## Exercise requirements
The entries below hold a line with "TARGET = city skyline" and a line with "TARGET = white stripe on shorts". Return those lines and all that lie between them, exactly and only.

## Records for this task
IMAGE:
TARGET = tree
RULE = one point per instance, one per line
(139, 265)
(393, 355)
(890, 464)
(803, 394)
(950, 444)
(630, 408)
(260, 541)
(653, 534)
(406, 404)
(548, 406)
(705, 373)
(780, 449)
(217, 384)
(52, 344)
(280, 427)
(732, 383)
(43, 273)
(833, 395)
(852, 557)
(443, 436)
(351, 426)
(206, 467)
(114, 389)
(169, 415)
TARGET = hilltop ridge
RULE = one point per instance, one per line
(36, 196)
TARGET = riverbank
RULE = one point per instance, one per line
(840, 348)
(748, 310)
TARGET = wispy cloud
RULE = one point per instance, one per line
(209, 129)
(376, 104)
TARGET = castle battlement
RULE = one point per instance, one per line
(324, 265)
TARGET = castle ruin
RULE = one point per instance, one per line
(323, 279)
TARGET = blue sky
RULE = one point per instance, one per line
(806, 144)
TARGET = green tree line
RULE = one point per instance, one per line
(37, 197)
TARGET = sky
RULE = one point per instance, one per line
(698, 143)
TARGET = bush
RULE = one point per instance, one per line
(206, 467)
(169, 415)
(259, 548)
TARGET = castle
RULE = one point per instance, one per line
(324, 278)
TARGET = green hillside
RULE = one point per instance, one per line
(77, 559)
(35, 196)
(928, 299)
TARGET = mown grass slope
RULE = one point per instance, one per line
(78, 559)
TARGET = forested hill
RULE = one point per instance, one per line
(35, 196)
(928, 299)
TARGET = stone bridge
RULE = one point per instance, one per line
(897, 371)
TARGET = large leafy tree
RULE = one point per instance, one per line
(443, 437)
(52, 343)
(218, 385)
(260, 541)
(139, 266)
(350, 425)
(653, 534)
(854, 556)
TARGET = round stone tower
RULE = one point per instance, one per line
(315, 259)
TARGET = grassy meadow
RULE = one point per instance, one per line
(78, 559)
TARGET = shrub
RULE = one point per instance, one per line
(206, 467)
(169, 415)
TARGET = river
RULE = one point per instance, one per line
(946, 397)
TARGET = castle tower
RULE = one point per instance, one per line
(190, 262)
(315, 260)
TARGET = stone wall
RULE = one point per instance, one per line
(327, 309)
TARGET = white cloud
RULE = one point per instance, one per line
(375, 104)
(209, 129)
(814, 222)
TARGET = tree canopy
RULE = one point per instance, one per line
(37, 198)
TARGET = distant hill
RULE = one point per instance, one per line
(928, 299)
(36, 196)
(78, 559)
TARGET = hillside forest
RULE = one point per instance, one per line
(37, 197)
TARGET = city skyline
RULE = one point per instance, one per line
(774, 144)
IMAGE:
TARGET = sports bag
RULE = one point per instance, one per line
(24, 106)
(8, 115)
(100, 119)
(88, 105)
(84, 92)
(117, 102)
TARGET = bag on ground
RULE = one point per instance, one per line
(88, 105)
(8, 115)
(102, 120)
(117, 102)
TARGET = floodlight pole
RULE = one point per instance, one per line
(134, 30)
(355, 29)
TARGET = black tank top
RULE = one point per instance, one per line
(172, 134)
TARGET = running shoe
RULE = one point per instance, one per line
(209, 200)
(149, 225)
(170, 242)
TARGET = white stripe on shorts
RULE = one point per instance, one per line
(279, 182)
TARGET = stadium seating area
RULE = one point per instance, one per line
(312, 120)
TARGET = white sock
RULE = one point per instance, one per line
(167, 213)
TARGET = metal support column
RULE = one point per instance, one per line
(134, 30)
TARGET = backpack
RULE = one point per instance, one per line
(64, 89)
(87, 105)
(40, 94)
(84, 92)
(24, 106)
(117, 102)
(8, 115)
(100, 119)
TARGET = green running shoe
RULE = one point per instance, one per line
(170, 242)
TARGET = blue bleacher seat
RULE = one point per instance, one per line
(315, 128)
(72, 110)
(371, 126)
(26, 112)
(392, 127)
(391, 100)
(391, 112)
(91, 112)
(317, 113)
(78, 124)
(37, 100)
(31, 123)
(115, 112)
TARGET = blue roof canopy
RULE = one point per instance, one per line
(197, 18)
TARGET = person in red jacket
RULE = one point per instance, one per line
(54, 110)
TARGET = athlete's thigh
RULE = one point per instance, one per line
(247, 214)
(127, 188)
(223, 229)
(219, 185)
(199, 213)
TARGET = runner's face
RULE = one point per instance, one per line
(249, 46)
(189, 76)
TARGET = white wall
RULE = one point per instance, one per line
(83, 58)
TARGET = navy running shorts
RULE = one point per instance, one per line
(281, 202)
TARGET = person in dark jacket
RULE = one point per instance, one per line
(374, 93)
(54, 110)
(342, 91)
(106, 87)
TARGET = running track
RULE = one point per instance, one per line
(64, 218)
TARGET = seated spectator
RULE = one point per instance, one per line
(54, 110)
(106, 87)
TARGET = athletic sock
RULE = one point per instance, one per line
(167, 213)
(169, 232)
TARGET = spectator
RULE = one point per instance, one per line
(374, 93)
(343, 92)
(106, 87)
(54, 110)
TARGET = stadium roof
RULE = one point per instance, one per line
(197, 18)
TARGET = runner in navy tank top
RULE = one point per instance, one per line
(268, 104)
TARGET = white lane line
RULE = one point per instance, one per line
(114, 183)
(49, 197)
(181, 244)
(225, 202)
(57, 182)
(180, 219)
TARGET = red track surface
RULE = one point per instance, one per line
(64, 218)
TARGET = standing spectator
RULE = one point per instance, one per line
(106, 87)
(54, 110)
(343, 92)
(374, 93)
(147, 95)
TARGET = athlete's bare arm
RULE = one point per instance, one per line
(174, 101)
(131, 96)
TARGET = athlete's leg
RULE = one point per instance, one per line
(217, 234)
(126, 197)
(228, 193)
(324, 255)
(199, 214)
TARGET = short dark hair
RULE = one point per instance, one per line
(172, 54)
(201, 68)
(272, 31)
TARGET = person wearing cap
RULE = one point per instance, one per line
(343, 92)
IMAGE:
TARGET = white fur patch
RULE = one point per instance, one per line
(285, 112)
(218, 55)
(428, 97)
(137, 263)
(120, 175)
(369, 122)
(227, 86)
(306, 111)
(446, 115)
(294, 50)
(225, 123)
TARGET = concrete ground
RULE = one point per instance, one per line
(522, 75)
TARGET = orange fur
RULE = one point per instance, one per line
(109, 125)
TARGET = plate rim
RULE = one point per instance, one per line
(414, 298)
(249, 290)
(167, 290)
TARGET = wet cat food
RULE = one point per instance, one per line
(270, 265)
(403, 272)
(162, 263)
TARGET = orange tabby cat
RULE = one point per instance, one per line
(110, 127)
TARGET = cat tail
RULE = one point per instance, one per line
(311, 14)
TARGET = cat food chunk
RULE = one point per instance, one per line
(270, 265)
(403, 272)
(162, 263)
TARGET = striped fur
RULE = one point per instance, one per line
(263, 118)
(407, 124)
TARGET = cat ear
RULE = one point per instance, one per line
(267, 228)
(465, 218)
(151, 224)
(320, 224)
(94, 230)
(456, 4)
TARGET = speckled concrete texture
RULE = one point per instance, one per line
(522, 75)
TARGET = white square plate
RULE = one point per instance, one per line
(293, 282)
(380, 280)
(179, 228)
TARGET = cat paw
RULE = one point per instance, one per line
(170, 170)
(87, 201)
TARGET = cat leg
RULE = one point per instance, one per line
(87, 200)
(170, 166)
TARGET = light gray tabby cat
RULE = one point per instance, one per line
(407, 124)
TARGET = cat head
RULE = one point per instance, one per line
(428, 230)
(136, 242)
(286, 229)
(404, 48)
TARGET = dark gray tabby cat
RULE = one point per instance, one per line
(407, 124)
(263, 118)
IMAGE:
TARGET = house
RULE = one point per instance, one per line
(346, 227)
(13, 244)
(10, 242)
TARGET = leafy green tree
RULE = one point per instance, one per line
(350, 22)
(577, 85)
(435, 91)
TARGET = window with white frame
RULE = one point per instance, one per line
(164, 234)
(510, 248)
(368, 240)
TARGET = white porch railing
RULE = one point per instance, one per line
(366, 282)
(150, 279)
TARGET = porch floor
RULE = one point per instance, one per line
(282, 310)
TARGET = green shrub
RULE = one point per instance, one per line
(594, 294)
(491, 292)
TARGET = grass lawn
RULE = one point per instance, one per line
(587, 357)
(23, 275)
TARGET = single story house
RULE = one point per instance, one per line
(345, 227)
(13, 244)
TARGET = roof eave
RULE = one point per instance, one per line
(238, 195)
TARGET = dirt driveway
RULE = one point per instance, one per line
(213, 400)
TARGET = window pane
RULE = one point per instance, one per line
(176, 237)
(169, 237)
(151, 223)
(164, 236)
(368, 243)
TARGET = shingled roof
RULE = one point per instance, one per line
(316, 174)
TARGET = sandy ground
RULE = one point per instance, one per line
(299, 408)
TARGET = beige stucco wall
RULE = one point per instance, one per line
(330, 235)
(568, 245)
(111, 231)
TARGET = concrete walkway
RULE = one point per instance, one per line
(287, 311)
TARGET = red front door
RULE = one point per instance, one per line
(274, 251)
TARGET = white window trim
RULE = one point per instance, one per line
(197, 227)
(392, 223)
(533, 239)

## Problem solution
TARGET = city skyline
RULE = one point per instance, one per line
(774, 144)
IMAGE:
TARGET = sports bag
RULE = one point per instance, one per line
(24, 106)
(8, 115)
(100, 119)
(88, 105)
(84, 92)
(117, 102)
TARGET = bag on ground
RULE = one point per instance, one per line
(88, 105)
(8, 115)
(102, 120)
(117, 102)
TARGET = floodlight pole
RULE = one point per instance, one per line
(134, 30)
(355, 29)
TARGET = black tank top
RULE = one point per instance, one per line
(172, 134)
TARGET = running shoe
RULE = one point per instance, one per line
(209, 200)
(149, 225)
(170, 242)
TARGET = white stripe on shorts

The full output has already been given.